§ **DATA SUPPLIED**
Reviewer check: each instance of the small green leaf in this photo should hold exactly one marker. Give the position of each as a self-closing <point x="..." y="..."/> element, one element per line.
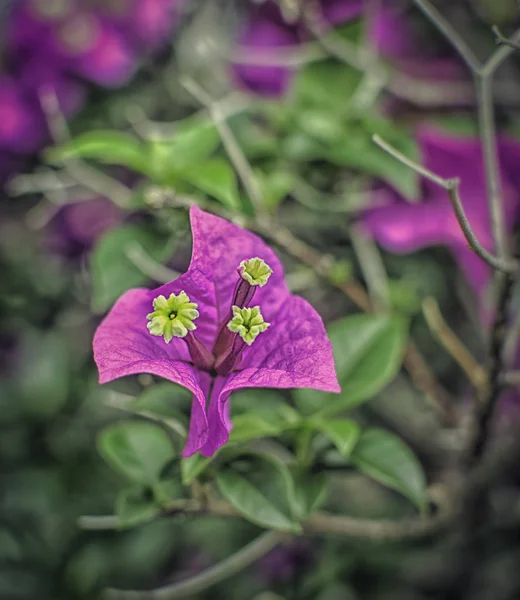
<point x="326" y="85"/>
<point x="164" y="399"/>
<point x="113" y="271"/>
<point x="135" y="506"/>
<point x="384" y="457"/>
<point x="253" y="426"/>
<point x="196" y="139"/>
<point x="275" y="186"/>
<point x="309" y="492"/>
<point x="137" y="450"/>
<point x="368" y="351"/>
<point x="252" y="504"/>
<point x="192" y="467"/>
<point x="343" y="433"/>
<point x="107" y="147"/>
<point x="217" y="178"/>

§ **BRIEF**
Leave the images out. Set down all of the material above exactly.

§ **ANSWER BELOW**
Reviewer check: each instance of the small green leaf in this photo should hold exactly one marker. Give the position of each as a self-closing <point x="..." y="..."/> element, one element per line.
<point x="326" y="85"/>
<point x="164" y="399"/>
<point x="113" y="271"/>
<point x="135" y="506"/>
<point x="384" y="457"/>
<point x="253" y="426"/>
<point x="196" y="139"/>
<point x="275" y="186"/>
<point x="309" y="492"/>
<point x="137" y="450"/>
<point x="368" y="351"/>
<point x="252" y="504"/>
<point x="192" y="467"/>
<point x="343" y="433"/>
<point x="107" y="147"/>
<point x="217" y="178"/>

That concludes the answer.